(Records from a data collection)
________________________

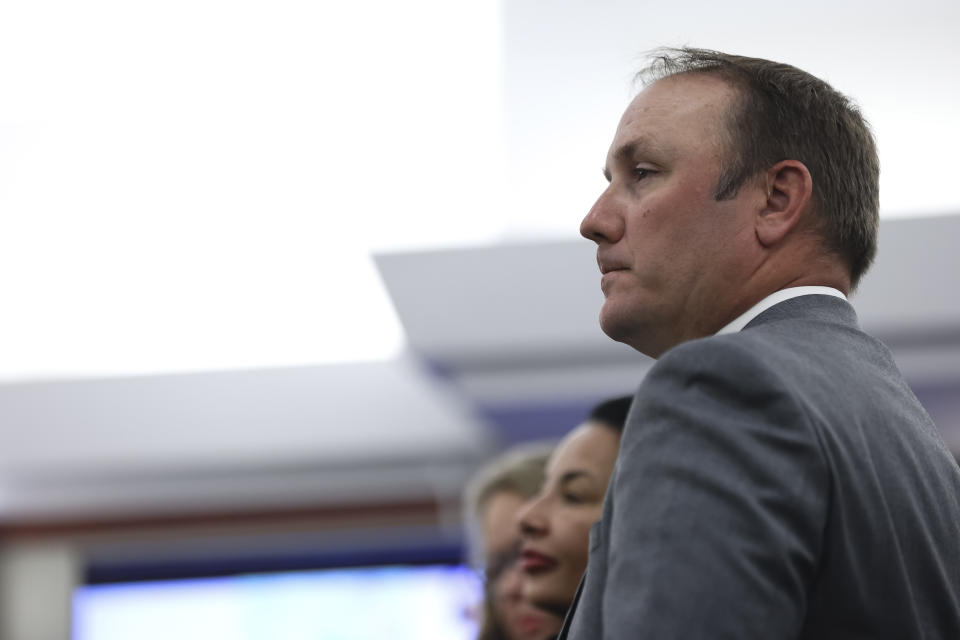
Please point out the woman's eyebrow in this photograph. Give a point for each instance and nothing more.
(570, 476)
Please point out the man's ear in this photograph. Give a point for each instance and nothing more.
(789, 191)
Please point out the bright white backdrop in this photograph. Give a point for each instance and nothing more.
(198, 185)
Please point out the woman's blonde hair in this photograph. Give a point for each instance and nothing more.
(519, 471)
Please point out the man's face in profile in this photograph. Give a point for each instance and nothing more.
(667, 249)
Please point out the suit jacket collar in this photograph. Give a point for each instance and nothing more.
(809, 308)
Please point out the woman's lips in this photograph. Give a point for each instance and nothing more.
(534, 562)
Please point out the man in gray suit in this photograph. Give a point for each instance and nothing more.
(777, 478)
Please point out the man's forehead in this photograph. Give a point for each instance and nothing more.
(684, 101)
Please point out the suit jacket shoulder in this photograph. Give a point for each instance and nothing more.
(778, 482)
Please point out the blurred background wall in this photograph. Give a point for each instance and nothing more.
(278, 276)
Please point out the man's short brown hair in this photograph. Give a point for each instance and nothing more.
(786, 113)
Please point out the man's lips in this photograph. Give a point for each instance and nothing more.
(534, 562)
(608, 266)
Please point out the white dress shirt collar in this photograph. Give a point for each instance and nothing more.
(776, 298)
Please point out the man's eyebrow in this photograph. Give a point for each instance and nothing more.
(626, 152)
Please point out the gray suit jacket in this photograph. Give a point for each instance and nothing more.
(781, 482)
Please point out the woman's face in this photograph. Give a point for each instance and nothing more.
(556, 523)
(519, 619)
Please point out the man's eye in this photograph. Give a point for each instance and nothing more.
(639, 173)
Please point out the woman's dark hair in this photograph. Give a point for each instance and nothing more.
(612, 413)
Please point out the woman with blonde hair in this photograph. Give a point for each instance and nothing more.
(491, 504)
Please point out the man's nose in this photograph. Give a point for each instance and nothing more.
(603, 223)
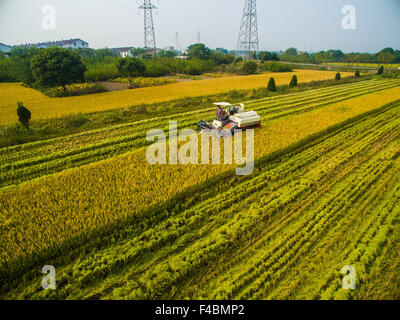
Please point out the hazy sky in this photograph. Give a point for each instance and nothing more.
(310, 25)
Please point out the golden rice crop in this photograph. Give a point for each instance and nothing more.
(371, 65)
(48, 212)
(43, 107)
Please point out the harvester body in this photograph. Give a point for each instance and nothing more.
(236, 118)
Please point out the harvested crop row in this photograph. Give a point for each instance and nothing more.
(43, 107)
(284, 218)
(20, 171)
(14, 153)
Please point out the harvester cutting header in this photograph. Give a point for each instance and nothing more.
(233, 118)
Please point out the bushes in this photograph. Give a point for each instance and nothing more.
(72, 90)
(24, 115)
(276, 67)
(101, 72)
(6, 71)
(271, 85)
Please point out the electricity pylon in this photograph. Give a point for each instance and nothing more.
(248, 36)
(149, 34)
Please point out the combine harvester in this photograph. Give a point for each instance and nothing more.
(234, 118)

________________________

◆ **DIRECTIONS**
The lines to reproduce run from the one that contains "Please point out the harvester cutting" through the last line above; copy them exactly.

◆ **RESULT**
Please point out the harvester cutting header in this photograph. Give a point for each instance and nothing more.
(233, 118)
Please point out the bushes in this photograph. Give a point for each instance and nothing more.
(72, 90)
(24, 115)
(276, 67)
(101, 72)
(6, 71)
(271, 85)
Please point out the electricity pylon in this photograph. Give a point for each instance and nothing more.
(248, 36)
(149, 34)
Please point out the combine harvester in this photograph. Give a point for each instance and nothing more.
(234, 118)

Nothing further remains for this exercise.